> _Information provided_
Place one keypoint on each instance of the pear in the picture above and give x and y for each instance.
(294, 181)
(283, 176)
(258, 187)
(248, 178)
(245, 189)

> _The request_
Determine how many lines in the records above contain the string "picture", treating uppercase and lowercase letters as distinct. Reply with that number alone.

> _Problem solution_
1